## What this task involves
Identify each line of the listing below that contains the word "tall", treating uppercase and lowercase as different, and copy every such line in full.

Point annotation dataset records
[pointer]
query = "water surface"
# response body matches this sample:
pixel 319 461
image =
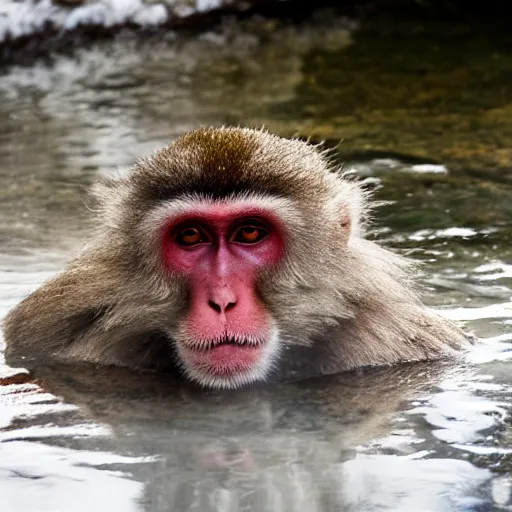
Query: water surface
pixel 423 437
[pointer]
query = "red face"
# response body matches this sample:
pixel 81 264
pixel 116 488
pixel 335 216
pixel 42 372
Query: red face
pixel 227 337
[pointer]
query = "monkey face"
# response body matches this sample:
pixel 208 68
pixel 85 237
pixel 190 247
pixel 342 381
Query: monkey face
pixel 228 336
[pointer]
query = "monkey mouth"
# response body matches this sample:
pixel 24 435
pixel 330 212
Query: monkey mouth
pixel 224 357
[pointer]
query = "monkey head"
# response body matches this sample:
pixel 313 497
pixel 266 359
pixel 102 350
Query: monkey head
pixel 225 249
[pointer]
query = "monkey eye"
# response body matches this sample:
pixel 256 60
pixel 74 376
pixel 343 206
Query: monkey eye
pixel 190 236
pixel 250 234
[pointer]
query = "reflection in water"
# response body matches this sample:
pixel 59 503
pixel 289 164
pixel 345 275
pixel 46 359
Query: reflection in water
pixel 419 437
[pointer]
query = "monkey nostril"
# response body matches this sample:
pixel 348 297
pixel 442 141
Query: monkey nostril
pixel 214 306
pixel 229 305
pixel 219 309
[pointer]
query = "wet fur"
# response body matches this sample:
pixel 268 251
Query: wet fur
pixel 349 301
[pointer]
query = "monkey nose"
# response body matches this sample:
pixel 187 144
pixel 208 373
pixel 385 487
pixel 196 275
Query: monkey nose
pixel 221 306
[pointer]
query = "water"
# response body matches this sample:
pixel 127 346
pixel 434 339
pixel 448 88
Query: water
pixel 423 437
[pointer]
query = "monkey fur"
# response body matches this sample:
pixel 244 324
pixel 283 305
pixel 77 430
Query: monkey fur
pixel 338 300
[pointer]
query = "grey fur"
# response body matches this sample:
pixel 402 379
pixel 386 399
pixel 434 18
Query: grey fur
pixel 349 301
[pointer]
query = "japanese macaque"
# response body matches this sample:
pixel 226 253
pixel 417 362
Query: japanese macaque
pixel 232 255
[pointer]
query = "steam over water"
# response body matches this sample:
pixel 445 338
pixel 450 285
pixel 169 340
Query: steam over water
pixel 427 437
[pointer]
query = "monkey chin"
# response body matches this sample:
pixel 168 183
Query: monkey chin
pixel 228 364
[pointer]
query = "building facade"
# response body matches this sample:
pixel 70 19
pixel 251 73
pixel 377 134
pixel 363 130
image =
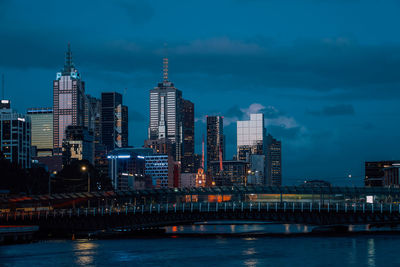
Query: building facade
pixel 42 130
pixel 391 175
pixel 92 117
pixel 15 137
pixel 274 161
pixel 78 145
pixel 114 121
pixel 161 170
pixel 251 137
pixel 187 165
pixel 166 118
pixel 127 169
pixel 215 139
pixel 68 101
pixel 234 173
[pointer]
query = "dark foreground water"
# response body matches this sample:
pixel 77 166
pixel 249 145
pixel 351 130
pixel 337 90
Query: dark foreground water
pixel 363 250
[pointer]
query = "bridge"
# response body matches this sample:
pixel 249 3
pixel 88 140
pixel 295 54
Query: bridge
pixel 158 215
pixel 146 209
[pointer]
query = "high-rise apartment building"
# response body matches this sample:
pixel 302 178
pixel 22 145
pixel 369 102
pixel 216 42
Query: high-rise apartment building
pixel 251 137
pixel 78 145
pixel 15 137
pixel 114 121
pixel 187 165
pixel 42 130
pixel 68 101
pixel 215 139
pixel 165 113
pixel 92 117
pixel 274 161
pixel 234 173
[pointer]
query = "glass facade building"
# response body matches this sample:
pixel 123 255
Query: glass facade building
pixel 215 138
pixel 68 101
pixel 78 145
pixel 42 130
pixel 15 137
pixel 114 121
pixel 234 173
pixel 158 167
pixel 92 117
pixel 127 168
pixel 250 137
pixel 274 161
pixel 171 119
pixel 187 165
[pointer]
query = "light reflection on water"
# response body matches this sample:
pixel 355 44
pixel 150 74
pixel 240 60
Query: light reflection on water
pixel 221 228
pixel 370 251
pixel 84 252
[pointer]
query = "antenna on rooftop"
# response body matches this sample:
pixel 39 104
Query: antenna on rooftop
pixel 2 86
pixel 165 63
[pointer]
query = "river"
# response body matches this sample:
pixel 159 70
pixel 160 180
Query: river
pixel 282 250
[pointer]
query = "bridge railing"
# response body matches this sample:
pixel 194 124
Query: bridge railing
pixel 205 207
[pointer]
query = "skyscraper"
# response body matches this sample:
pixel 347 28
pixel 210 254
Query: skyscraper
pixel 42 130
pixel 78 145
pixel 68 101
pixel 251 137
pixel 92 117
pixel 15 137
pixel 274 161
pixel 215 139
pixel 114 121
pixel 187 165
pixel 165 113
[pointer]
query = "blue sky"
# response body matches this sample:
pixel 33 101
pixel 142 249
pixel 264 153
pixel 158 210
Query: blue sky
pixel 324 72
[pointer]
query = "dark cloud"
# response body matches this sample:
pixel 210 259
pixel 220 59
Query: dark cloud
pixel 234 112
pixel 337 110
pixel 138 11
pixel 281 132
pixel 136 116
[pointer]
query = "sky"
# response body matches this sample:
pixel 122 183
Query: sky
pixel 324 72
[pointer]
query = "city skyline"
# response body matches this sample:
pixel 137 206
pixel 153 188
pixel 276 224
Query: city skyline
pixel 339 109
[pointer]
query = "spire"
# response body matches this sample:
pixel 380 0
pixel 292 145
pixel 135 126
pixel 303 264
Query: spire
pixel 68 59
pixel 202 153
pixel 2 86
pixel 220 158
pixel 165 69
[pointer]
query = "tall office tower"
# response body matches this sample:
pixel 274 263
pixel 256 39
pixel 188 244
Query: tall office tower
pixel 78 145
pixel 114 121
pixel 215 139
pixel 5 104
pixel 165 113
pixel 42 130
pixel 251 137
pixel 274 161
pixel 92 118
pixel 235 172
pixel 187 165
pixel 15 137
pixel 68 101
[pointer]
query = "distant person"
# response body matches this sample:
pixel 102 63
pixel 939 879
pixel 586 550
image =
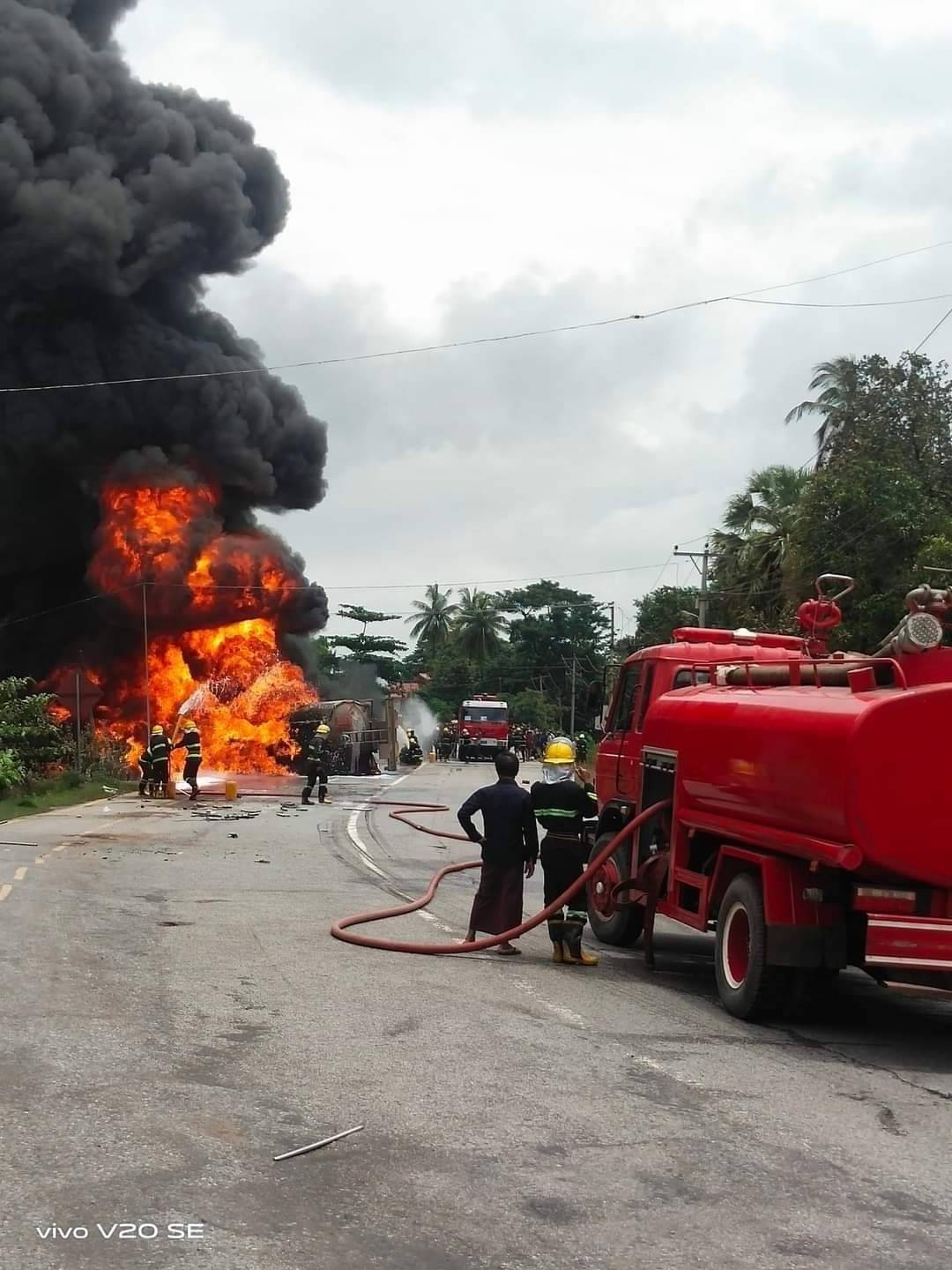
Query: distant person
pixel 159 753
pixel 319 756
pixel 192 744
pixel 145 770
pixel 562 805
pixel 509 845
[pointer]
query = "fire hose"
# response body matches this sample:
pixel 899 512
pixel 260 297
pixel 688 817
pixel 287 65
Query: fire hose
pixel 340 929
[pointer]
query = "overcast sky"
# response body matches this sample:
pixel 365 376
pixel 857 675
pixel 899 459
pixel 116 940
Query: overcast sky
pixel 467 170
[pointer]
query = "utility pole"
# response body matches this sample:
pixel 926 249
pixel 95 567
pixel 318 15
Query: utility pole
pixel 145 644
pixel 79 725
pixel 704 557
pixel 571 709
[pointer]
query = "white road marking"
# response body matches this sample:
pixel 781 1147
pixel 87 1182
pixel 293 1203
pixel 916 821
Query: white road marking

## Result of this exercise
query = "tall office tower"
Query: tall office tower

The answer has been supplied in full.